Insulin human, isophane may cause hypoglycaemia (low blood sugar) which may affect your ability to concentrate and react. If affected, do not drive or take part in any activity in which you need to be alert.

At the start of treatment you may also experience changes in your vision, swelling around your ankles and joints as well as redness, swelling and itching at the injection site. These side effects usually resolve with time. Alert your doctor if the symptoms become severe or refuse to go away.

Sometimes you may experience thickening and sinking of the skin around the injection area. This can usually be minimised by rotating the injection site. Ask your nurse about how you should rotate the injection sites.

Always inform your family and close friends that you have diabetes so that they know how to help you in an emergency.

If you develop rashes, breathlessness, swollen mouth or eyes, stop using this medicine and inform your doctor immediately. These could be signs of an allergic reaction.

Inform your doctor if any of these side effects do not go away or are severe, or if you experience other side effects.

Can I use this with other medicines?

● Actions to take:
• a. Rewrite the stretch of the insulin passage from "Inform your doctor if" through "with other medicines?", replacing "doctor" with "pharmacist".
• b. Pick up the insulin passage where it stops and write the next part.

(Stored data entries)
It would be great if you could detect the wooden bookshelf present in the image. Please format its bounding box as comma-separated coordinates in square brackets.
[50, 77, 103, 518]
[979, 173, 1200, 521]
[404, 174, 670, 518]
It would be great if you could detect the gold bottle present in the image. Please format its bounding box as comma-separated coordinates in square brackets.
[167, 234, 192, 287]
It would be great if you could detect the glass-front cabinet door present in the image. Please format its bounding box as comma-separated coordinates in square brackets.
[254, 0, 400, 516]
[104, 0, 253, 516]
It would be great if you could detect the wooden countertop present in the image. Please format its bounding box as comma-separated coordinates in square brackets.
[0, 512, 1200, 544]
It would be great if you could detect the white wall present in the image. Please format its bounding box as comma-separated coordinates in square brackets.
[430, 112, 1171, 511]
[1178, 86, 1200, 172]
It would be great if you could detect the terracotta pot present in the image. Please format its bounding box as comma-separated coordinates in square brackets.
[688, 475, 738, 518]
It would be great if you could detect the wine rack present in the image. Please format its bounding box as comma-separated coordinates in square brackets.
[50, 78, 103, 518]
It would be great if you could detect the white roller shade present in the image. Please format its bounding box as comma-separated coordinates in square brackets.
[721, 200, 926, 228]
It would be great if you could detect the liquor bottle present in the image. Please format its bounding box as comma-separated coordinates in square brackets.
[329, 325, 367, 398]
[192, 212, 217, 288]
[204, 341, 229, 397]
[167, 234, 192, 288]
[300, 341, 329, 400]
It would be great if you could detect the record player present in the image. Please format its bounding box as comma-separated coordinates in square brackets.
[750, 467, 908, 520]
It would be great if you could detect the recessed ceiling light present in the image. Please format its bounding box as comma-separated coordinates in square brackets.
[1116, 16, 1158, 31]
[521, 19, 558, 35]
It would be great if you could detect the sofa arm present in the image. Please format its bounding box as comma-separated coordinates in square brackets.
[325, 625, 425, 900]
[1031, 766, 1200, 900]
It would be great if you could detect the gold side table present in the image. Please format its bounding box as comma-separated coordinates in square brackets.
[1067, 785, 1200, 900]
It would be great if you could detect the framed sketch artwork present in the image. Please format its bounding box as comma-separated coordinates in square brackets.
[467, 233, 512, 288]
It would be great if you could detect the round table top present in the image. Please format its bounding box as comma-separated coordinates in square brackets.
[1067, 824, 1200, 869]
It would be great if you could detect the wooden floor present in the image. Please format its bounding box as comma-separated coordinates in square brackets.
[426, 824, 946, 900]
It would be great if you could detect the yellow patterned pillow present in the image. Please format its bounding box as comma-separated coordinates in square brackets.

● Answers to this exercise:
• a.
Inform your pharmacist if any of these side effects do not go away or are severe, or if you experience other side effects.

Can I use this with other medicines?

• b.
Alert your doctor if you are taking any other medicines, especially those listed here:
  • oral anti-diabetic medicines
  • heart or high blood pressure medicines such as propranolol, enalapril, captopril
  • cholesterol medicines such as clofibrate, gemfibrozil
  • birth control pills
  • aspirin
  • antibiotics such as sulfamethoxazole, ciprofloxacin, ofloxacin
  • water retention pills (also known as diuretics or "water pills") such as frusemide, hydrochlorothiazide
  • thyroid medicines
  • oral or inhaled steroids
  • asthma medicines such as salbutamol (albuterol), terbutaline
  • antidepressants known as MAO inhibitors such as isocarboxazid, phenelzine, moclobemide, selegiline and tranylcypromine
  • other medicines such as somatropin, octreotide, lanreotide
Always inform your doctor or pharmacist if you are taking any other medicines, including herbal tonics, supplements and medicines that you buy without a prescription.

What special dietary instructions should I follow?

Avoid alcohol.

It is important for you to maintain a healthy diet and weight in order to help keep your diabetes under control.

It may be helpful to discuss your diet plan with your doctor or dietitian to manage your weight and blood sugar levels.

How should I store this medicine?

If you have not yet opened it, store Insulin human, isophane in a refrigerator between 2-8°C.

Once you have opened it, store Insulin human, isophane at room temperature (below 30°C) away from direct sunlight. It will expire 28 days after opening. Throw away any remaining injection solution, even if the vial is not empty.

Do NOT freeze Insulin human, isophane. Once frozen, it should not be used. It must be thrown away.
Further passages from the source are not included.